━━━━━ Listing
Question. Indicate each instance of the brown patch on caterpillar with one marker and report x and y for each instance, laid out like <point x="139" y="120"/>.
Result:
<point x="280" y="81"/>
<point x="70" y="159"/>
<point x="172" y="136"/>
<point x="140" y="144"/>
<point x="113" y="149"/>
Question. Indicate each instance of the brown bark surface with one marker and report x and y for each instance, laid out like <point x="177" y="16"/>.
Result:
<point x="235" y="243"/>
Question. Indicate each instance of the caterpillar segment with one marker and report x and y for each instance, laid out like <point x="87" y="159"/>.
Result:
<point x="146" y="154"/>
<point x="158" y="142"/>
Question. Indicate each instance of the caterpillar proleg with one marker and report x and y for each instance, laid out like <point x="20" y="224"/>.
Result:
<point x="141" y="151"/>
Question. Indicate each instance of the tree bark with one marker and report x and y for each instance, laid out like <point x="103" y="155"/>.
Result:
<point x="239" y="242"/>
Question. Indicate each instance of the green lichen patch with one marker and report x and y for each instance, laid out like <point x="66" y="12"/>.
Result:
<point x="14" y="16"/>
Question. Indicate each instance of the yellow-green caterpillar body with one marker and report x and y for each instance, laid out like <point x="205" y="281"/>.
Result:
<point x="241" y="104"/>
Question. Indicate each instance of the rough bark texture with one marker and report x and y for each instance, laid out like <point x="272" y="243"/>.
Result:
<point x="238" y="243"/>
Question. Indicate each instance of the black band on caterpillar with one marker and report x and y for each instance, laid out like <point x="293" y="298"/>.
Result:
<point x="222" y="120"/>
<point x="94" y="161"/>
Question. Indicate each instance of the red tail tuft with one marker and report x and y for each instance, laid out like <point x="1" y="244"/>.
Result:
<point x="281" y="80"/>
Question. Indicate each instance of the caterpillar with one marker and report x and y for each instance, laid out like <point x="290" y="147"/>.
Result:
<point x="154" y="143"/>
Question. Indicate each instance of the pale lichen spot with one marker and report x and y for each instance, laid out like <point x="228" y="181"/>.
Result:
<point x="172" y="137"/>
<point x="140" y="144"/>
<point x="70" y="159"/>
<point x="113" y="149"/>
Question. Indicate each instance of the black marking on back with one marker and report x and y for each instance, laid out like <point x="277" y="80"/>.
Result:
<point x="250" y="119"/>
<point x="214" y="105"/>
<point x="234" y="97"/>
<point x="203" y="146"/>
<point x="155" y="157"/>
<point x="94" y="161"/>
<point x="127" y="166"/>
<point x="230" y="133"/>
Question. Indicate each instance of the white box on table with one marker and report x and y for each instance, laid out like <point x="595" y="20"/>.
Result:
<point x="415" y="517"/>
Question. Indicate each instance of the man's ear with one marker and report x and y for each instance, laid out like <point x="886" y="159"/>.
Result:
━━━━━━━━━━
Reproduce every one of the lines above word for word, changing nothing.

Answer:
Question. Indicate each instance of the brown patch on caterpillar with one marker and report x and y for each instance, laid out like <point x="139" y="120"/>.
Result:
<point x="280" y="81"/>
<point x="70" y="159"/>
<point x="172" y="136"/>
<point x="140" y="144"/>
<point x="113" y="149"/>
Question. Indicate each instance of the brown bark surface with one marker and report x and y for each instance, laid out like <point x="177" y="16"/>.
Result:
<point x="235" y="243"/>
Question. Indicate each instance of the caterpillar segment with one marker and report x and y for each instance, laid out like <point x="87" y="159"/>.
Result:
<point x="146" y="154"/>
<point x="158" y="142"/>
Question. Indicate each instance of the caterpillar proleg with one marker and report x and y for each instance, laid out like <point x="20" y="224"/>.
Result:
<point x="141" y="151"/>
Question. Indicate each instance of the tree bark with one marker and report x and y for each instance, laid out like <point x="103" y="155"/>.
Result:
<point x="239" y="242"/>
Question. Indicate each instance of the green lichen patch with one marker and report x and y for each instance, laid out like <point x="66" y="12"/>.
Result:
<point x="14" y="16"/>
Question. Indicate each instance of the yellow-green caterpillar body with one marker and report x and y for each instance, laid out like <point x="205" y="281"/>.
Result:
<point x="241" y="104"/>
Question. Indicate each instance of the rough bark texture with one marker and report x and y for each instance, laid out like <point x="272" y="243"/>.
Result:
<point x="238" y="243"/>
Question. Indicate each instance of the black band on caterpillar with one marker and report x and y for each instance, laid out like <point x="293" y="298"/>.
Result:
<point x="222" y="120"/>
<point x="94" y="161"/>
Question. Indicate each instance of the red tail tuft with one marker and report x and y for each instance, laid out like <point x="1" y="244"/>.
Result:
<point x="281" y="80"/>
Question. Indicate each instance of the caterpillar with one marker and report x and y for each instance, laid out like <point x="290" y="147"/>.
Result:
<point x="154" y="143"/>
Question. Indicate each instance of the pale lichen spot with one marker and report x and y for each instance, laid out like <point x="228" y="181"/>.
Result:
<point x="172" y="137"/>
<point x="140" y="144"/>
<point x="70" y="159"/>
<point x="113" y="149"/>
Question. Indicate each instance of the black marking on back with one marker and report x and y for each instance, laid out like <point x="277" y="80"/>.
Result:
<point x="250" y="119"/>
<point x="214" y="105"/>
<point x="234" y="97"/>
<point x="203" y="146"/>
<point x="155" y="157"/>
<point x="94" y="161"/>
<point x="127" y="166"/>
<point x="230" y="133"/>
Question. Indicate each instance of the white box on table with one marker and report x and y for each instance, laid out like <point x="595" y="20"/>.
Result:
<point x="415" y="517"/>
Question. Indicate each instance of the man's ear with one marker and report x and y for each instance, laid out like <point x="886" y="159"/>.
Result:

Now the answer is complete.